CHALLENGE A> In the excerpt on Biden and a divided Congress, print the passage that begins at the words "But Biden’s search" and stops after "not immediately obvious.".

EXCERPTED TEXT>

But Biden’s search for common ground won’t be endless. “If they rebuff him, I think he’ll become much more aggressive, which probably means moving left,” he continued.

Bannon said areas of compromise in which the two sides could come together were not immediately obvious.

“House Republicans will rebuff his overtures, and Biden will go into the 2024 campaign saying, ‘Hey, listen, I tried,'” he said. “‘They gave me the cold shoulder. I’m running for reelection. I hope to be reelected, but I need a Democratic Congress to work with me to move the nation forward.’”

In a divided Congress, “there’s not going to be much governing,” said David Ramadan, a former member of the Virginia House and an adjunct professor at the Schar School at George Mason University. “Very little is going to get done in the next two years. There’s going to be quite a bit of campaigning and quite a bit of rhetoric on both sides over the next few years.”

Ramadan was skeptical that Biden and Democrats would reach many compromises after failing to reach an agreement on immigration and other major issues. “There are probably many times over the last two years where the party in the majority could have found ways to bring in enough Republicans to get those issues through,” he said. “That would have required compromise. There was no compromise.”

CHALLENGE B> Count the lines in the rows below that contain the string "window", matching case exactly, and reply with the number alone.

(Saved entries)
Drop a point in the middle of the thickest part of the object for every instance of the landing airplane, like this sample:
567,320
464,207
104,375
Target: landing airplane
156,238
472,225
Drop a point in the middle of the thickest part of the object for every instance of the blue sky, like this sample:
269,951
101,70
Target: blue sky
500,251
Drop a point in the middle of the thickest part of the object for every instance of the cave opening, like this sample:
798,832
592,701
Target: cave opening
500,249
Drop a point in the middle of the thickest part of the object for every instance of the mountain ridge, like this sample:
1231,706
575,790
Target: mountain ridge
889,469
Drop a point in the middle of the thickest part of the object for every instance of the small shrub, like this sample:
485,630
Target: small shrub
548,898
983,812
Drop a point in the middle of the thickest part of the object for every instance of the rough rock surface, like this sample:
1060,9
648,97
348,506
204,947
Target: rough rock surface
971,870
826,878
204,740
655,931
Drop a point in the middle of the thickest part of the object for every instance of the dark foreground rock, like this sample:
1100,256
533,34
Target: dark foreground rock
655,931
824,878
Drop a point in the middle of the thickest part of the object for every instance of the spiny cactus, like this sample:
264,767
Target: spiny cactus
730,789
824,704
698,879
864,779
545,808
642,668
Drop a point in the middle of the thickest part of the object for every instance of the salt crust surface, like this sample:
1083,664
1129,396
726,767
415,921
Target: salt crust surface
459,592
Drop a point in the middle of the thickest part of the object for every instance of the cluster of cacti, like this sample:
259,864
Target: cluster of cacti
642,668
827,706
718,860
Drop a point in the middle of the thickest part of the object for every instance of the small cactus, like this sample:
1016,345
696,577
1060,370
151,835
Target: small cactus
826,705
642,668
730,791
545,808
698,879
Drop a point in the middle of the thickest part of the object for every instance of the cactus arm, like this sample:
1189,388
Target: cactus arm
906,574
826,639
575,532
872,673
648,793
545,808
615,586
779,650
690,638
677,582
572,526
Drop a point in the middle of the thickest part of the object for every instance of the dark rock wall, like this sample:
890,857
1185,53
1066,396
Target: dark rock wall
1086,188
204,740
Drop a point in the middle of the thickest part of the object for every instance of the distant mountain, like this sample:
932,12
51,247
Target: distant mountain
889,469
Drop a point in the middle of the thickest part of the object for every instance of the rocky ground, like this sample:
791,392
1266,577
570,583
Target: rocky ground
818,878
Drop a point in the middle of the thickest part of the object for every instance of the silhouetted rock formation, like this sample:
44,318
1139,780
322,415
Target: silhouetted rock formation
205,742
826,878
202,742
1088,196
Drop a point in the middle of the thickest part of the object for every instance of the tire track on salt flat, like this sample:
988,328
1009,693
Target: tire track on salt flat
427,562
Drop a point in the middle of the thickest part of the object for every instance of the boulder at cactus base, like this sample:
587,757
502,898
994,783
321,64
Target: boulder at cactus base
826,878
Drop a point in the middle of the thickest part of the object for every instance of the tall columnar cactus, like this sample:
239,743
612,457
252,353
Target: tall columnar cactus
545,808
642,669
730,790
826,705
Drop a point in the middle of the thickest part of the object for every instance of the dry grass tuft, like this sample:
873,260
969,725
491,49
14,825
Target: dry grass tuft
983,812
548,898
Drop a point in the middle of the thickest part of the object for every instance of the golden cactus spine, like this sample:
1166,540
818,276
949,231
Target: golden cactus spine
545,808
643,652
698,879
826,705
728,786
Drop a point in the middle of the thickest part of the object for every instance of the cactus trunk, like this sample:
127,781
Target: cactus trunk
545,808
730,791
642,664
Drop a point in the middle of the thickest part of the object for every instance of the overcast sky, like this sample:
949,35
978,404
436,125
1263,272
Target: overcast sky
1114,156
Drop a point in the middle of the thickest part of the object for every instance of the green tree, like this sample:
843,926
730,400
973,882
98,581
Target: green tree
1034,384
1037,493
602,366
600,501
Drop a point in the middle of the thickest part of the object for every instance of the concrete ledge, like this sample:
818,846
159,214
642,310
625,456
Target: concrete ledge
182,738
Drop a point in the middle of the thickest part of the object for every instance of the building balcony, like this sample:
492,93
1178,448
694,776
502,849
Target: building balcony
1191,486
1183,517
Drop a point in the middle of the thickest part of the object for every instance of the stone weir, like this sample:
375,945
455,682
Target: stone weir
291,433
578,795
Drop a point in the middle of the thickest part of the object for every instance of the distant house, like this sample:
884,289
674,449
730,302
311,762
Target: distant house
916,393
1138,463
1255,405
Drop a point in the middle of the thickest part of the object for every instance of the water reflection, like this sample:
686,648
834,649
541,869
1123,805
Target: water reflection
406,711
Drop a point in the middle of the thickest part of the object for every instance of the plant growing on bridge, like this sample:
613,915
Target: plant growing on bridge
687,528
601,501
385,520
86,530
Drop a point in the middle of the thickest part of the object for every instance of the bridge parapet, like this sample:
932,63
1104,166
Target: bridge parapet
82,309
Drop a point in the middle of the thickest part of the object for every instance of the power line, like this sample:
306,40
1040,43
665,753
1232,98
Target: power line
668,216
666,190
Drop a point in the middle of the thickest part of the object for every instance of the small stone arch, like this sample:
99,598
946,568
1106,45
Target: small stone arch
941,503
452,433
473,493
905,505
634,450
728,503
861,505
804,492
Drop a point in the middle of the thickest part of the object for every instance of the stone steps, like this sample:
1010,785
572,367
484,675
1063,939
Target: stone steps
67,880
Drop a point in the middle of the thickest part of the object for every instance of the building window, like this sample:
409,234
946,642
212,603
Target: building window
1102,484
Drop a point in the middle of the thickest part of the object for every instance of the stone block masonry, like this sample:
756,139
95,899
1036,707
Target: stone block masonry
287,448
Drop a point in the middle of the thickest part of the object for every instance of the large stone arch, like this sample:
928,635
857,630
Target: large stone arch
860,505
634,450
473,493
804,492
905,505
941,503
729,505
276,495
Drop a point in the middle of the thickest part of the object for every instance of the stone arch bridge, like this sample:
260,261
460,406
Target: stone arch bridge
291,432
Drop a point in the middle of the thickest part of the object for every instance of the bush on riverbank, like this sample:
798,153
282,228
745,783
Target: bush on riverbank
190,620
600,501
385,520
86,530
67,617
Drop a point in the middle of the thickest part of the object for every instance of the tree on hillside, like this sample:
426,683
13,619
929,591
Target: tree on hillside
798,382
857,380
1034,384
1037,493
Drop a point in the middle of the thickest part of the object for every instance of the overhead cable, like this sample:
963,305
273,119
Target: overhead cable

EXERCISE RESPONSE A>
But Biden’s search for common ground won’t be endless. “If they rebuff him, I think he’ll become much more aggressive, which probably means moving left,” he continued.

Bannon said areas of compromise in which the two sides could come together were not immediately obvious.

EXERCISE RESPONSE B> 2